▶ **WHAT YOU NEED TO DO**:
A: According to the talk abstract, over how many cell divisions did memory in the genetic toggle switch persist?
B: Please write what comes next in the talk abstract on feedback control in synthetic gene networks, starting after its final sentence.

▶ **SOURCE TEXT**:
________

Discovery and Characterization of Novel Feedback Control Mechanisms in Synthetic Gene Networks: From Principled Models to Deep Learning

February 08, 2019, Webb 1100

Enoch Yeung

UCSB, Mechanical Engineering

Abstract

Biological control is ever present in our world, from the complex nanoscale interactions of microbial consortia to macro-scale social dynamics of ecosystems. Populations of millions of cells within a palm-sized test-tube implement stochastic and massively parallel control strategies, reprogramming their own DNA to manifest diverse controlarchitectures over time. These control systems achieve power efficiency and robustness, at the nano to micro scale. To imbue such properties into novel control systems is the challenge of our time. In this talk I will overview recent experimental and computational advances that accelerate design of novel control systems in the areas of synthetic biology and biomimetic computing. I will highlight two advances in particular: 1) the discovery of a novel biophysical mechanism for implementing feedback control in synthetic gene networks and 2) the integration of deep learning and data-driven methods to generate a computational framework for predicting the operational envelopes of synthetic biocircuits.   In the former, I will discuss how overlooked design properties of synthetic gene networks can be used to enforce local and fast feedback control, resulting in improved persistence (over 72 cell divisions) of memory in the genetic toggle switch.  In the latter, I address the challenge of predicting biological system behavior over a range of conditions, given finite and noisy experimental samples. Specifically, we examine the problem of discovering models for moment dynamics of a biological network, as a function of small molecule control signals and temperature-based perturbations. We introduce deep dynamic mode decomposition and show that the input-Koopman models learned from flow cytometry data predict biocircuit functionality with over 90% accuracy over 1,000 experimental conditions.

________

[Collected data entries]

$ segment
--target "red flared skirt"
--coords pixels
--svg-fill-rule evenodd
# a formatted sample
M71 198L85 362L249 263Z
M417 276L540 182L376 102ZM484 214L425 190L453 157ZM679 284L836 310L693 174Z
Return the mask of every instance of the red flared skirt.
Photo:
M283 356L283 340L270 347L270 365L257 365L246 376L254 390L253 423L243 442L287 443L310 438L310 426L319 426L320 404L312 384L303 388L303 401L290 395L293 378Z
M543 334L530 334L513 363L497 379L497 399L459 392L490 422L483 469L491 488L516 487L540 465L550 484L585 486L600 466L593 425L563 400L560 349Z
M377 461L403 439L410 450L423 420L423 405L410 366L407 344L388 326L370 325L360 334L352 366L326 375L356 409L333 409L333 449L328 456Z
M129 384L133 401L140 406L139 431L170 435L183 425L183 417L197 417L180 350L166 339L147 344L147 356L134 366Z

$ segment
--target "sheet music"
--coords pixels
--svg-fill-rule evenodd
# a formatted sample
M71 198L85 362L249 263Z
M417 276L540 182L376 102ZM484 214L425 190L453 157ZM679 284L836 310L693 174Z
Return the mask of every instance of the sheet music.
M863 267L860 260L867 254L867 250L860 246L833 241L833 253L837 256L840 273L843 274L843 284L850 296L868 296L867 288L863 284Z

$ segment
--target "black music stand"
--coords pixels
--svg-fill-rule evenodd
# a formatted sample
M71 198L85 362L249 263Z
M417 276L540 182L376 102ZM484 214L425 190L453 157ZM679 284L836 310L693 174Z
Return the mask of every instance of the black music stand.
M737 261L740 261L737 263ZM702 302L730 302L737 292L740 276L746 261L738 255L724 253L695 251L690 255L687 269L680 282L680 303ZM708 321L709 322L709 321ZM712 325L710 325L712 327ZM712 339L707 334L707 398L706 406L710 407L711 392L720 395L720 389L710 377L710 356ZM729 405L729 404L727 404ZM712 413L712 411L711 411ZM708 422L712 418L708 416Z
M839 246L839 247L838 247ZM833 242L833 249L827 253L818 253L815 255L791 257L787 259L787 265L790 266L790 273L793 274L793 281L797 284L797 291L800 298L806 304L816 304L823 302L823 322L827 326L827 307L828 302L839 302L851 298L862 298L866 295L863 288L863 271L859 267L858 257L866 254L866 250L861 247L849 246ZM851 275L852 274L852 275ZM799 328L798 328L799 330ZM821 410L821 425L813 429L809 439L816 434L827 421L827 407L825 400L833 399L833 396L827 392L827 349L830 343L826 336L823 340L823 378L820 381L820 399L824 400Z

________

▶ **RESULTS BY TASK**:
A: Over 72 cell divisions.

B:
Speaker's Bio

Dr. Enoch Yeung has a B.S. in Mathematics from Brigham Young University, magnua cum laude with university honors and a Ph.D. in Control and Dynamical Systems from the California Institute of Technology. He has led many interdisciplinary research projects at the interface of synthetic biology and learning theory including the DARPA Synergistic Discovery & Design Program (currently serving as a performer and PI), DARPA Friend or Foe program (serving as co-PI), DARPA Living Foundries program, the 2018 High Performance Data Analytics Program, the NSF Molecular Programming Project, and the AFOSR Biological Research Initiative. He is an assistant professor in the Department of Mechanical Engineering at the University of California Santa Barbara. Previously, he served as senior research scientist in the Data Science and Analytics Group at Pacific Northwest National Laboratory and lead several internal research efforts in deep learning, network inference, and control of complex systems. His research interests center on learning algorithms for dynamical systems, control theory, synthetic and systems biology. He has served on several advisory panels for DARPA, NIST, the DoD SBME initiative, and the National Defense University. He is the recipient of Kanel Foundation Fellowship, the National Science Foundation Graduate Fellowship, a National Defense Science and Engineering Fellowship, the PNNL Project Team of the Year Award, and the PNNL Outstanding Performance Award.